» **THINGS TO DO**:
1 – From the L1 pre-infusion thread, reproduce the passage starting with "Yes. I'm an" and going on through "of the group.".
2 – Decide whether each statement below agrees with the L1 pre-infusion thread, answering yes or no and quoting the deciding words: (a) Doggycam finds the coffee tastes good however the pre-infusion is done. (b) coffeechap pre-infuses for no longer than 10 seconds. (c) Doggycam reports water leaking from the machine.

» **EXCERPTED PASSAGE**:
+ + + + + + +
# L1 pre-infusion question



## Doggycam (May 9, 2013)

Hi all,

Do you L1 users pre-infuse till the coffee starts dripping ?

I've been giving it 6 seconds, when I release the lever it jumps slightly and makes a wee shooshing noise (technical term !) Get a short pour as well, about 1 fl 0z.

Theres no leaks, so its not a seal issue.

I reckon its the puck getting fully saturated quickly by the increased pressure.

If I wait till it starts to drip, this doesn't happen. I can be waiting for what seems like an age though. Get a full pour too, approx 2 oz

The coffee tastes good whichever way I do it, but I'm not far down the lever machine path, so have a bit of learning to do.

Maybe I'm grinding too fine ? 15g grinds in, light tamp, 1 and a bit oz out in approx 30 secs.

Hope this make sense ?

I did a forum search, and the general consensus is 6 to 10 secs. But no-one else mentions the wee jump of the lever.

Thanks,

Cameron


----------



## coffeechap (Apr 5, 2012)

Strange did you assemble the lever group exactly as per the instructions?


----------



## Mrboots2u (May 10, 2013)

Clip perhaps. ...


----------



## Doggycam (May 9, 2013)

coffeechap said:


> Strange did you assemble the lever group exactly as per the instructions?


Yes. I'm an aircraft engineer, so not too bad with my hands. Though some of my colleagues may question that ;o)

If the seals were leaking water would be coming out around the bolted face of the group.

Also,it only does it with the short pre-infusion. If the seals had blown, it would probably do it all the time.

I'll try and make a video soon. At work at the moment.


----------



## coffeechap (Apr 5, 2012)

It's not about the seals going, I think you have air in the group. What angle is the lever at when it bites against the spring? Really long preinfusion is not advised as when the lever is in the dropped position the thermosyphon does not cycle and if left in a paused state for to long may stall, I preinfuse anywhere between 6 and 20 seconds depending on what I want to achieve


----------



## Doggycam (May 9, 2013)

coffeechap said:


> It's not about the seals going, I think you have air in the group. What angle is the lever at when it bites against the spring? Really long preinfusion is not advised as when the lever is in the dropped position the thermosyphon does not cycle and if left in a paused state for to long may stall, I preinfuse anywhere between 6 and 20 seconds depending on what I want to achieve


Could be air. Need to wait till I get home to check the angle. At work now. Off the top of my head about 2 o'clock and jumps to half past 1.
+ + + + + + +
» **STORED RECORDS**:
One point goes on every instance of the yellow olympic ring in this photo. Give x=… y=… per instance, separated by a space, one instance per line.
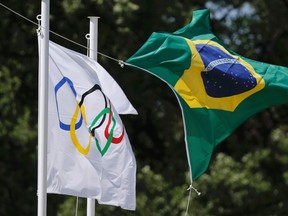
x=73 y=136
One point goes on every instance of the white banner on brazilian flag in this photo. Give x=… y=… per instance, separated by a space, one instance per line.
x=89 y=153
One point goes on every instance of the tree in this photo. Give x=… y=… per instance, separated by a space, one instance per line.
x=248 y=173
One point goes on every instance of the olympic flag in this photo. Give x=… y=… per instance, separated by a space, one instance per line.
x=89 y=153
x=217 y=89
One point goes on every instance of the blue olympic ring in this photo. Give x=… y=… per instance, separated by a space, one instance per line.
x=57 y=87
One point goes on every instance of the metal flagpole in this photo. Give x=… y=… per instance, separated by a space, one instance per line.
x=43 y=108
x=93 y=48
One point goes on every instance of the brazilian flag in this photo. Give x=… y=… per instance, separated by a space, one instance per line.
x=217 y=89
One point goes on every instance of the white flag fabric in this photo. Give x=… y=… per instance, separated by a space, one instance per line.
x=89 y=153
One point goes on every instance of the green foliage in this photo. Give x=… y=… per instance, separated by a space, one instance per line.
x=248 y=173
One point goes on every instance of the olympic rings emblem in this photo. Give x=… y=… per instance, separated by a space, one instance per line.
x=80 y=110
+ + + + + + +
» **ANSWERS GIVEN**:
1 –
Yes. I'm an aircraft engineer, so not too bad with my hands. Though some of my colleagues may question that ;o)

If the seals were leaking water would be coming out around the bolted face of the group.

2 –
(a) Yes: "The coffee tastes good whichever way I do it"
(b) No: "I preinfuse anywhere between 6 and 20 seconds depending on what I want to achieve"
(c) No: "Theres no leaks, so its not a seal issue."